Travail à faire:
a) Répondez aux questions suivantes d'après le texte sur les parties communes de copropriété :
(i) Quelle juridiction a rendu la décision mentionnée ?
(ii) Quel article de la loi du 10 juillet 1965 ouvre la possibilité de spécialiser l'usage ou l'utilité des parties communes ?
(iii) Quelle loi, et de quelle date, est citée dans la dernière phrase ?
b) Dans le texte sur les parties communes de copropriété, transformez en liste à puces le paragraphe commençant par « Les parties communes peuvent être affectées » en conservant ses informations essentielles.
c) Reprenez le texte sur les parties communes de copropriété à partir de sa dernière phrase et poursuivez-le.

Texte source:

**********

Actualités de l'association (8754)

Ce n’est pas parce qu’on ne paie pas les charges d’une partie commune qu’on n’y a pas accès !

Catégories Définition des parties communes et privatives
Date de parution de l'article de loi
Juridiction
Cour de cassation (troisième chambre civile)
Référence
n°22-24.119
Observations

Les parties communes peuvent être affectées à l'usage ou à l'utilité de tous les copropriétaires ou de plusieurs d'entre eux seulement. Cette possibilité de spécialisation résulte de l’article 3 de la loi du 10 juillet 1965, et elle a un corollaire obligé : la spécialisation des charges. Mais l’article 4 de la loi prévoit un second niveau de spécialisation : celle de la propriété. En effet, il prévoit que les parties communes sont l'objet d'une propriété indivise entre l'ensemble des copropriétaires ou certains d'entre eux seulement. Il doit être noté que cette spécialisation entraîne nécessairement celle de l’usage et l’utilité et donc des charges. Mais le contraire n’était pas vrai jusqu’à la loi ELAN du 23 novembre 2018, et n’est toujours pas vrai pour les copropriétés dont le règlement de copropriété n’a pas été mis en conformité.

**********

Données fournies:
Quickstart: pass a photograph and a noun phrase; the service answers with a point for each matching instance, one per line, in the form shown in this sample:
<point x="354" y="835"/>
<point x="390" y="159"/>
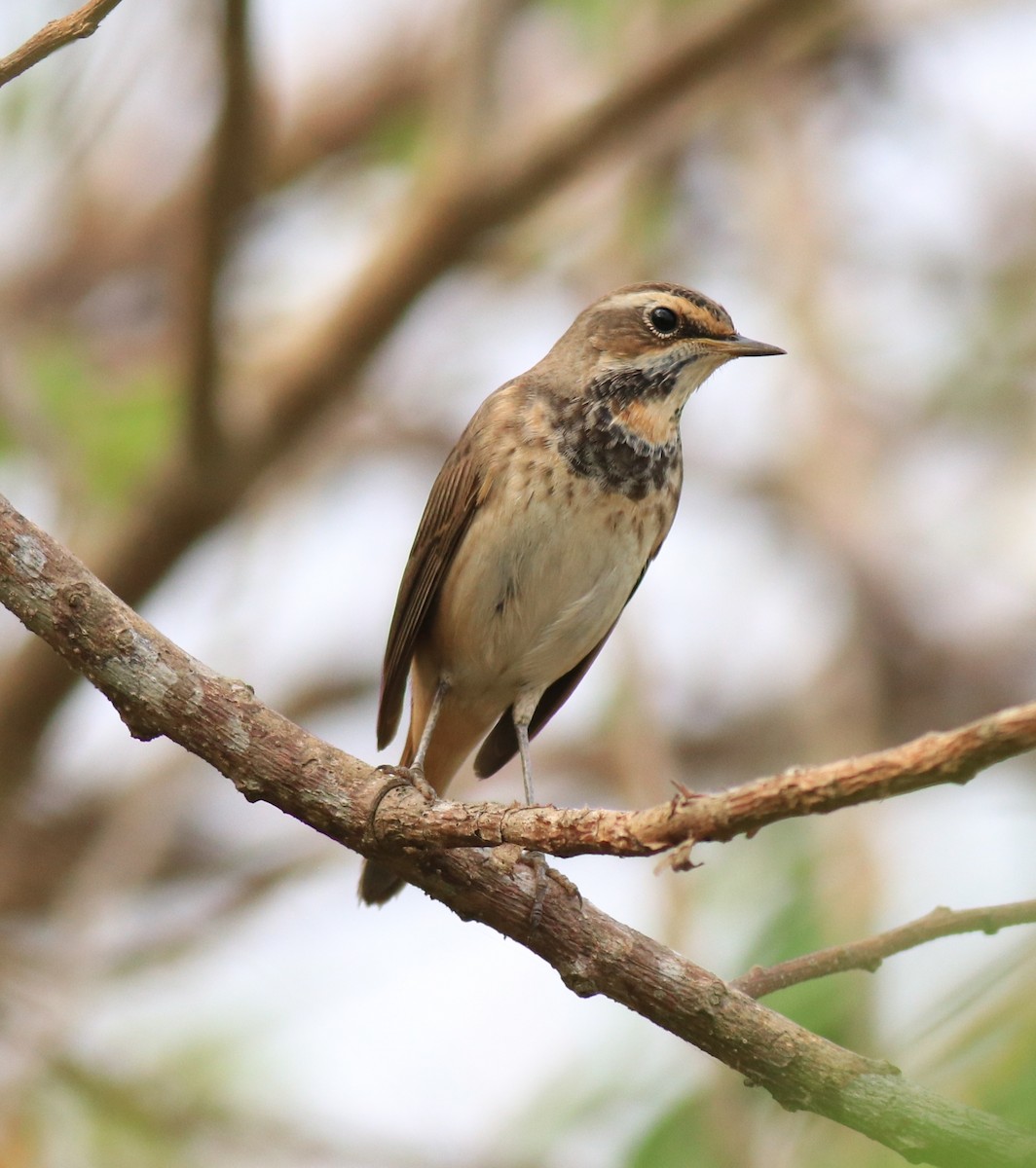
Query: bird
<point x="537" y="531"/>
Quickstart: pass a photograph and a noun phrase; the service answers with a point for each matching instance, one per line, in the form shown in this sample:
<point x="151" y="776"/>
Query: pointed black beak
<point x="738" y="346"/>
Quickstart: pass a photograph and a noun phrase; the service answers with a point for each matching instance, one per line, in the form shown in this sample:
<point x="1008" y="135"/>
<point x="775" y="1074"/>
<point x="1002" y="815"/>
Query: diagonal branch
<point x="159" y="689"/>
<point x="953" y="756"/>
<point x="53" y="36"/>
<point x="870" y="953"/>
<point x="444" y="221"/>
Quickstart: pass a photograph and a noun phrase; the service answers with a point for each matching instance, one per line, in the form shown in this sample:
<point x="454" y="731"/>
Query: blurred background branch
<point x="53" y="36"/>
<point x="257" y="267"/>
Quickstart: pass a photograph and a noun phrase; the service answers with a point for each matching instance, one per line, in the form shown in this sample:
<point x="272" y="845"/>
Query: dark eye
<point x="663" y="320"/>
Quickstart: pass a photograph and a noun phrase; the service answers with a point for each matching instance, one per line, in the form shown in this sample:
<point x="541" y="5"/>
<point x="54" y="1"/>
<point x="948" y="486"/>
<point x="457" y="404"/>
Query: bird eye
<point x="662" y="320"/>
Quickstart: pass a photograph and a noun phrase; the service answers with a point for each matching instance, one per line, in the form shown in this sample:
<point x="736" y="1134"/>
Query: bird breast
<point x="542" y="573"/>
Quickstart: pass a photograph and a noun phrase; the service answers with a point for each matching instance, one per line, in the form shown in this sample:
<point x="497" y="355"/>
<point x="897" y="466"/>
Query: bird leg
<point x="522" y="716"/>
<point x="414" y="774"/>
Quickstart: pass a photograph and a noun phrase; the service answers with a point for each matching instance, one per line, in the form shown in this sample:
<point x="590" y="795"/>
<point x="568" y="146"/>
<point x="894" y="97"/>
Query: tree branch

**********

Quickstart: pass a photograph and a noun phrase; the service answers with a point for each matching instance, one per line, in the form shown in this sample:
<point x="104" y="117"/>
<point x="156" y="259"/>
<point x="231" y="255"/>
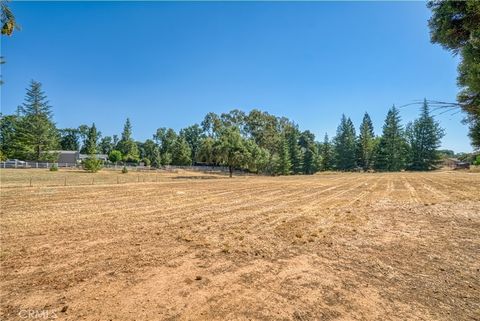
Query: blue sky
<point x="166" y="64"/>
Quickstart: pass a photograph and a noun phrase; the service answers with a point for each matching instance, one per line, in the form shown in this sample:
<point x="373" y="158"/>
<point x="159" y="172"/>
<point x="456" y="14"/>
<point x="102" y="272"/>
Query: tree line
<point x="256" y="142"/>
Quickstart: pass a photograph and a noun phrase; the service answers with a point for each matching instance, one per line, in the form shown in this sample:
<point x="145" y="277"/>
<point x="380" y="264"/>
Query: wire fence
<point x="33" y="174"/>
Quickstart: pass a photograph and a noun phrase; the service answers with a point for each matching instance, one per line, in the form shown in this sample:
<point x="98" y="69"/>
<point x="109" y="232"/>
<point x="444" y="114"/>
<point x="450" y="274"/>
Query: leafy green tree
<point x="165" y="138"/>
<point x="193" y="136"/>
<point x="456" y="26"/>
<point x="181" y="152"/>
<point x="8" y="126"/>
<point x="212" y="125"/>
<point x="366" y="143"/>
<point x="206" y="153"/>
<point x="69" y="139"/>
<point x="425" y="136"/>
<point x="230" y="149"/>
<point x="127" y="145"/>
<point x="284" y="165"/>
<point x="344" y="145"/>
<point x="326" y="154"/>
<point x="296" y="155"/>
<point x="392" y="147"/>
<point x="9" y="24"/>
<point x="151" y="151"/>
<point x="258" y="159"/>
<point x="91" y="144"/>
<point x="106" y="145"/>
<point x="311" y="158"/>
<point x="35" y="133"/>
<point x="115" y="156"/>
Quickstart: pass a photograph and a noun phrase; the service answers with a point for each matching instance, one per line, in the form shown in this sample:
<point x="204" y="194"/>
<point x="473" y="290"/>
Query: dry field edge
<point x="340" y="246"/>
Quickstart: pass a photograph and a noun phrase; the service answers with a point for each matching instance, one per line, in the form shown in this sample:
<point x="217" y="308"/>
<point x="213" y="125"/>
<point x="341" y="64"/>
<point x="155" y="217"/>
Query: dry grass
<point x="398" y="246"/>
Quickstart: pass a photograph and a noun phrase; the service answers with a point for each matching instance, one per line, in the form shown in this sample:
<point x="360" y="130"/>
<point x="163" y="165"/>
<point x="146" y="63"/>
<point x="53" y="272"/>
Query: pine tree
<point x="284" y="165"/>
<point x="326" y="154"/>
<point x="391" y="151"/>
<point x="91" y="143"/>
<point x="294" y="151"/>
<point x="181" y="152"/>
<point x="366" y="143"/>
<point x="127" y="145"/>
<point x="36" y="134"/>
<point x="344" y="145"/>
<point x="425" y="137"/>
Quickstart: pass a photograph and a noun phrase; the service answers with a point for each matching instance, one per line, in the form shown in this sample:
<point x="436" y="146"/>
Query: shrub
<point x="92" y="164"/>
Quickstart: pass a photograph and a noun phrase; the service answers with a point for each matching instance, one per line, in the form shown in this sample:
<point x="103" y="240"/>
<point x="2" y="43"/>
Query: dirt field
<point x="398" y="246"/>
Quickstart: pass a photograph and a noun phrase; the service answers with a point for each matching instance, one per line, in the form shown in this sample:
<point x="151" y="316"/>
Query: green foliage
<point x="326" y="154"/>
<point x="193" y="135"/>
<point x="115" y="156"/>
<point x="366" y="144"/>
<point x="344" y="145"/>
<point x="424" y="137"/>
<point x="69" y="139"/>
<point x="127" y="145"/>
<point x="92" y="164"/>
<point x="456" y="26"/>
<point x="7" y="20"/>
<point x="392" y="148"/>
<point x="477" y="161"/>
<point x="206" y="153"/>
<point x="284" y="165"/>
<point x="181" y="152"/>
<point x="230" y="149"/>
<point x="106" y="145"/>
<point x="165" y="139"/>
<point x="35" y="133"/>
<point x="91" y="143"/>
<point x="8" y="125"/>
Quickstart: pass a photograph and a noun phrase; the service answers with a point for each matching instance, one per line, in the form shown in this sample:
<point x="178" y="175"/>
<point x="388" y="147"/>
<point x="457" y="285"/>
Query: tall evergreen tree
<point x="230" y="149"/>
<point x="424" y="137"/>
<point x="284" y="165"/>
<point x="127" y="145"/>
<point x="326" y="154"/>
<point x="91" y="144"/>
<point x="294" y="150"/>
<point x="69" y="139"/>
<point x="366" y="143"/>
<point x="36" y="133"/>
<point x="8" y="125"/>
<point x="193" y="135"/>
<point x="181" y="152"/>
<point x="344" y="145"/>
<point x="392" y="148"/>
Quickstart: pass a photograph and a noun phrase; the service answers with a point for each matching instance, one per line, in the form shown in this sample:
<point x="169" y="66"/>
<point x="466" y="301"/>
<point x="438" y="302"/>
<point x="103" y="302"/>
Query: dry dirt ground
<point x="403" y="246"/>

**********

Corrigé des exercices:
a)
(i) La Cour de cassation (troisième chambre civile).
(ii) L'article 3.
(iii) La loi ELAN du 23 novembre 2018.

b)
- Selon l'article 3 de la loi du 10 juillet 1965, les parties communes peuvent être affectées à l'usage ou à l'utilité de tous les copropriétaires ou de certains seulement. Cette spécialisation entraîne obligatoirement celle des charges.
- L'article 4 prévoit un second niveau de spécialisation, celui de la propriété : les parties communes sont en indivision entre tous les copropriétaires ou certains d'entre eux seulement.
- La spécialisation de la propriété entraîne nécessairement celle de l'usage, de l'utilité et donc des charges.
- L'inverse n'était pas vrai avant la loi ELAN du 23 novembre 2018. Il ne l'est toujours pas pour les copropriétés dont le règlement n'a pas été mis en conformité.

c)
La Cour de cassation s’est justement penchée sur un cas d’une copropriété où les charges de l’escalier principal n’incombaient qu’aux copropriétaires desservis par cet escalier, et où il était refusé à un copropriétaire, dont l’appartement était accessible par l’escalier de service, et qui ne participait pas aux charges de l’escalier principal, la délivrance du badge et du code d'accès à la partie de l'immeuble où se situe l'escalier principal…

Principe retenu

On ne peut refuser à un copropriétaire l’accès à une partie commune que s’il s’agit d’une partie commune spéciale sur laquelle il n'a aucun droit, autrement dit une partie commune propriété indivise d’autres copropriétaires.

Analyse de la décision

Un copropriétaire, a assigné le syndicat des copropriétaires de son immeuble en délivrance du badge et du code d'accès à la partie de l'immeuble où se situe l'escalier principal et en paiement de dommages et intérêts. Ce badge et ce code lui étaient refusés au motif d’une part qu’il ne participait pas aux charges de l'escalier principal, et d'autre part, qu'il n'avait aucun intérêt objectif à accéder à cet escalier, puisqu'il accède à son lot, situé au rez-de-chaussée, par une porte donnant sur l'escalier de service. Une restriction classique d’accès dans les immeubles bourgeois où on ne veut pas de mélange des genres…

La Cour d'appel de Paris le déboute, validant l’argumentation du syndicat des copropriétaires. Il se pourvoit en cassation, invoquant l’article 9 de la loi du 10 juillet 1965, aux termes duquel chaque copropriétaire use et jouit librement des parties privatives et des parties communes sous la condition de ne porter atteinte ni aux droits des autres copropriétaires ni à la destination de l'immeuble.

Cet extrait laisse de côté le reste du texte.